Voci di puntamento su oggetti nominati:
··········

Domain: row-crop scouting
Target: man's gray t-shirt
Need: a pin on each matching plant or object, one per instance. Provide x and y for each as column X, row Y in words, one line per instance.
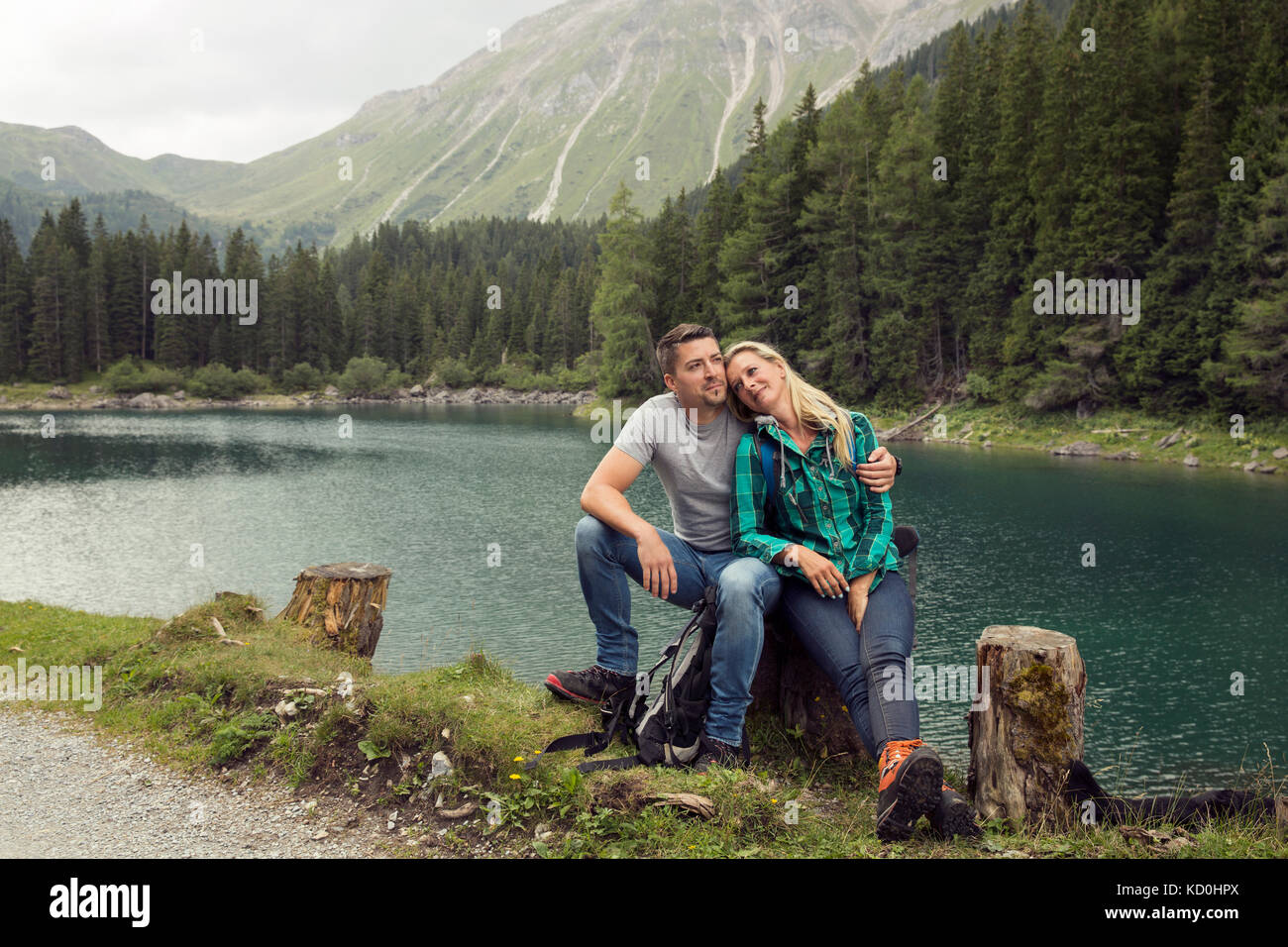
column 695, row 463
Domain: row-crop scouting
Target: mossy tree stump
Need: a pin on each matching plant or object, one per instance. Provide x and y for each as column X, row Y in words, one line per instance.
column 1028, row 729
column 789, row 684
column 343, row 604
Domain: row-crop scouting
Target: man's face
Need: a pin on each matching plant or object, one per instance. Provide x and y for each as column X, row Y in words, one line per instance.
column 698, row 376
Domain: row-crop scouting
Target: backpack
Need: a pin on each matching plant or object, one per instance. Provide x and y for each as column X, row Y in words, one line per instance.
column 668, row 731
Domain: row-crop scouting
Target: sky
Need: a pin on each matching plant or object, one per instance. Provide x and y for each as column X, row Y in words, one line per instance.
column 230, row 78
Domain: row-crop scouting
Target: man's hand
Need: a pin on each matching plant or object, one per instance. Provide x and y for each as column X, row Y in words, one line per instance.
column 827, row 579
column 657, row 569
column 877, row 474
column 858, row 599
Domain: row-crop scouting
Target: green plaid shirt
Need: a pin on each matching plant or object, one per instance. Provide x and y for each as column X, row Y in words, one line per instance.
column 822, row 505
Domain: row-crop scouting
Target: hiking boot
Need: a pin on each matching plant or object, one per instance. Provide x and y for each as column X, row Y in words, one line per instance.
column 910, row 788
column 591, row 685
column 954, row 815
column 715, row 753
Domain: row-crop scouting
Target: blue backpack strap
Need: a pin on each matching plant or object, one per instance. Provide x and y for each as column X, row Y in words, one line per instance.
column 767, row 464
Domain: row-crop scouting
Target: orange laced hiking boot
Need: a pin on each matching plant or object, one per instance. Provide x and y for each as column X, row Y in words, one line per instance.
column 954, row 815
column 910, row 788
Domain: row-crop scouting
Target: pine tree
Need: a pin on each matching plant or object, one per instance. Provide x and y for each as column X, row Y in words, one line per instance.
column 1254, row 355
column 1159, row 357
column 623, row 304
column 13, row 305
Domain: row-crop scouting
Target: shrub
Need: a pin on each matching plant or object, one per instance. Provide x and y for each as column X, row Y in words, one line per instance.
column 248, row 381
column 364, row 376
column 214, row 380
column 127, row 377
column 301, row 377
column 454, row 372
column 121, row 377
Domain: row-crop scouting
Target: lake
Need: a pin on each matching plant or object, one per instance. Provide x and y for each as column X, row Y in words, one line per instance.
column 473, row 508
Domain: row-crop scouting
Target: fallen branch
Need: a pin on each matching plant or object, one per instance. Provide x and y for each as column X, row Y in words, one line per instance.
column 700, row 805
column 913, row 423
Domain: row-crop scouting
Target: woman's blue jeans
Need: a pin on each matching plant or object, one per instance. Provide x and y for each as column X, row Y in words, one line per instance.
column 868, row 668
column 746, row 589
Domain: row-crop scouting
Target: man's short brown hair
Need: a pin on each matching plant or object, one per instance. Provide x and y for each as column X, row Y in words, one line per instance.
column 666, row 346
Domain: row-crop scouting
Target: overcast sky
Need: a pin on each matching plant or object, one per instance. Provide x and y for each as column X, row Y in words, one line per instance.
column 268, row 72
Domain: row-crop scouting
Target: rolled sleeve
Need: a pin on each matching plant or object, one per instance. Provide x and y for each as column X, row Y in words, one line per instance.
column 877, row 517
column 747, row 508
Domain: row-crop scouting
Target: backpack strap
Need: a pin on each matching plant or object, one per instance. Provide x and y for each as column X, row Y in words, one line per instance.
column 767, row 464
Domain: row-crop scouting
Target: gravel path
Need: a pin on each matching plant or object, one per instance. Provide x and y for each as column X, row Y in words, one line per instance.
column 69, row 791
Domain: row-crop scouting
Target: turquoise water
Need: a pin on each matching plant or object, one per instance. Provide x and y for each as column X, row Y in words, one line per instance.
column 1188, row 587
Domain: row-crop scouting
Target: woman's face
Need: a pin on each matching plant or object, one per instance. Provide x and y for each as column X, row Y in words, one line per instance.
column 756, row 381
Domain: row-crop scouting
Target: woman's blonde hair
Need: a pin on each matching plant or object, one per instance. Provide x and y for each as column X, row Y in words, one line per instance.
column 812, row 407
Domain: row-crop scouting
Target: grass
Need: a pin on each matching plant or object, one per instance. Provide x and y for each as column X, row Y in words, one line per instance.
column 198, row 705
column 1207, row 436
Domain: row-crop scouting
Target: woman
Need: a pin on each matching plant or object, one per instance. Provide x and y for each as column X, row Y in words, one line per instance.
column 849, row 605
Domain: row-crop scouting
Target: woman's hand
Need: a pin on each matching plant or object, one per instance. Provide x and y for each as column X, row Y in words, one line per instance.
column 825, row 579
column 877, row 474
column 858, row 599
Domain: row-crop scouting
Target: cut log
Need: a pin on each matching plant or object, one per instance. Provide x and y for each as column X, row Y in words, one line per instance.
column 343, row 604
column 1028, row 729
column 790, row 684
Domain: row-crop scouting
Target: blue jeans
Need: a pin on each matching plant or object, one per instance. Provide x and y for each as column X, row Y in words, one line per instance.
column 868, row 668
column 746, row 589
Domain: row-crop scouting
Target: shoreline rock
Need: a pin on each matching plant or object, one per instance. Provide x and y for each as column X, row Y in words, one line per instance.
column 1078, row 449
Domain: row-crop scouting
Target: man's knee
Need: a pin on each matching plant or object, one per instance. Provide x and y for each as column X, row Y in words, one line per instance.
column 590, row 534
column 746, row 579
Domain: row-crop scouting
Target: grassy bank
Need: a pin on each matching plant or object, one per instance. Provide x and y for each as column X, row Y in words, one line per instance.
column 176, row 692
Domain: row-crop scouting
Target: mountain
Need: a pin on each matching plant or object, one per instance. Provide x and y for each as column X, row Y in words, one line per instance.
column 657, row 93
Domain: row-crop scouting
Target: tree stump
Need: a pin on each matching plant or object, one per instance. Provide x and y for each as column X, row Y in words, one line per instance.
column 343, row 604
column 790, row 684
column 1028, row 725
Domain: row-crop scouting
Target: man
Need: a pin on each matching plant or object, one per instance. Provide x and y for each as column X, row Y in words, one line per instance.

··········

• _Compito assegnato_
Inserisci in un CSV a due colonne, "testo" e "risultato", le voci dall'inizio fino alla riga con "column 230, row 78" inclusa, una riga per voce, con ogni campo tra virgolette e gli a capo sostituiti da spazi. Lascia fuori le immagini.

• _Risultato corretto_
testo,risultato
"Domain: row-crop scouting Target: man's gray t-shirt Need: a pin on each matching plant or object, one per instance. Provide x and y for each as column X, row Y in words, one line per instance.","column 695, row 463"
"Domain: row-crop scouting Target: mossy tree stump Need: a pin on each matching plant or object, one per instance. Provide x and y for each as column X, row Y in words, one line per instance.","column 1028, row 729 column 789, row 684 column 343, row 604"
"Domain: row-crop scouting Target: man's face Need: a pin on each matching plant or object, one per instance. Provide x and y for each as column X, row Y in words, one line per instance.","column 698, row 376"
"Domain: row-crop scouting Target: backpack Need: a pin on each matching plant or object, one per instance. Provide x and y for each as column X, row Y in words, one line per instance.","column 668, row 731"
"Domain: row-crop scouting Target: sky Need: a pin on each matching plant or object, one per instance. Provide x and y for each as column X, row Y in words, one line per instance.","column 230, row 78"